*EXERCISE BRIEF*. Collect every line below that contains the word "instance".
(PROVIDED RECORDS)
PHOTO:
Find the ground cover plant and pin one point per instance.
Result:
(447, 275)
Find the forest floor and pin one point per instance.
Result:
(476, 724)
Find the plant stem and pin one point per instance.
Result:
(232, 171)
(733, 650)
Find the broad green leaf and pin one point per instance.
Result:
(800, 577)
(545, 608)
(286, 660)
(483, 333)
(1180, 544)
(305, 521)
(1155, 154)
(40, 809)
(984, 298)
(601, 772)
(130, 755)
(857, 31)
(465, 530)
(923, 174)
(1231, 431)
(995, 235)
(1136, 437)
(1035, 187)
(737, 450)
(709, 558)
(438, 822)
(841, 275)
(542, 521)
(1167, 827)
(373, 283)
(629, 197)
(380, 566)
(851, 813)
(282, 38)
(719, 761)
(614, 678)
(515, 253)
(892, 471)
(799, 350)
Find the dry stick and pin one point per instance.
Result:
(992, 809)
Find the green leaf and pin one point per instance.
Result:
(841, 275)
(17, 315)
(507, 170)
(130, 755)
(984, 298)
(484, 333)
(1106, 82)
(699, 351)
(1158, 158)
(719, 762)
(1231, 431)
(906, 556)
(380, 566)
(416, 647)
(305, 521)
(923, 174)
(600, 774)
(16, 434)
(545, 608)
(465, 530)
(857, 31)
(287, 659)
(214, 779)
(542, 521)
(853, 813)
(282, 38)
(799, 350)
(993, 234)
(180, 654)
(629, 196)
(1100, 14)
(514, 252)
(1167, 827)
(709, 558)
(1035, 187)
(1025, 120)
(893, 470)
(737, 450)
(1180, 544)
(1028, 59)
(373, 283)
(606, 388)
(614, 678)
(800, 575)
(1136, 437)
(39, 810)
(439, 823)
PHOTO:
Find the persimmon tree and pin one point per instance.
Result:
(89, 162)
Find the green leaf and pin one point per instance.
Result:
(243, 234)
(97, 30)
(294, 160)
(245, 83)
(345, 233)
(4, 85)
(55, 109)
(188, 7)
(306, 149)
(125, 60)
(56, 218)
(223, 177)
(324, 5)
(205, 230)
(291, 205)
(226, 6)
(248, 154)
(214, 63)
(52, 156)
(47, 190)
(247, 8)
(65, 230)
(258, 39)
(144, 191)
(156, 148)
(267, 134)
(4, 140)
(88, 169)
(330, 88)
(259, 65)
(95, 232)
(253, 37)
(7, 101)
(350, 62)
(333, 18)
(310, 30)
(End PROVIDED RECORDS)
*TASK RESPONSE*.
Find the ground cover plant and pin one point per instance.
Find the forest floor and pin one point per instance.
Find the plant stem and pin one point per instance.
Find the broad green leaf and pin one point per instance.
Find the dry stick and pin one point per instance.
Find the green leaf and pin one point per instance.
Find the persimmon tree and pin one point per instance.
Find the green leaf and pin one point per instance.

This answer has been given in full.